• Exercise instructions
Print out the data below. Do not alter a single line.

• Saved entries

Start of Block

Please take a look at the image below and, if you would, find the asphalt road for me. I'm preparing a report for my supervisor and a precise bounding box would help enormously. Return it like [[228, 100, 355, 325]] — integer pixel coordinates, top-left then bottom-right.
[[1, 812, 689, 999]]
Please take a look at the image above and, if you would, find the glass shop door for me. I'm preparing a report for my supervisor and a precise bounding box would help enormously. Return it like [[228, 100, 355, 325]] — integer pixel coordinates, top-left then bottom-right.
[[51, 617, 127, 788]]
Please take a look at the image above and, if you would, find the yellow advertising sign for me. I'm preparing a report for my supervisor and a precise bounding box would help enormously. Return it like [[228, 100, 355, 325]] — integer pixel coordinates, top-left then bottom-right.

End of Block

• Task response
Please take a look at the image below and, if you would, find the asphalt road for me. I'm preparing a report for my supervisor and a precise bounding box would help enormously. Return it like [[228, 100, 355, 325]] — integer pixel coordinates, top-left then bottom-right.
[[1, 812, 689, 999]]
Please take a look at the image above and, if you would, find the glass shop door for me. I'm preparing a report for my supervisor and a precise bounding box would help enormously. Return it like [[228, 100, 355, 325]] — integer pixel coordinates, top-left then bottom-right.
[[51, 617, 127, 788]]
Please take a look at the image above and, if you would, find the yellow advertising sign for me. I'm preparing a report for my supervisor and a precise bounding box would help enormously. Return it like [[228, 100, 355, 325]] — integer pixel coordinates, top-left then bottom-right.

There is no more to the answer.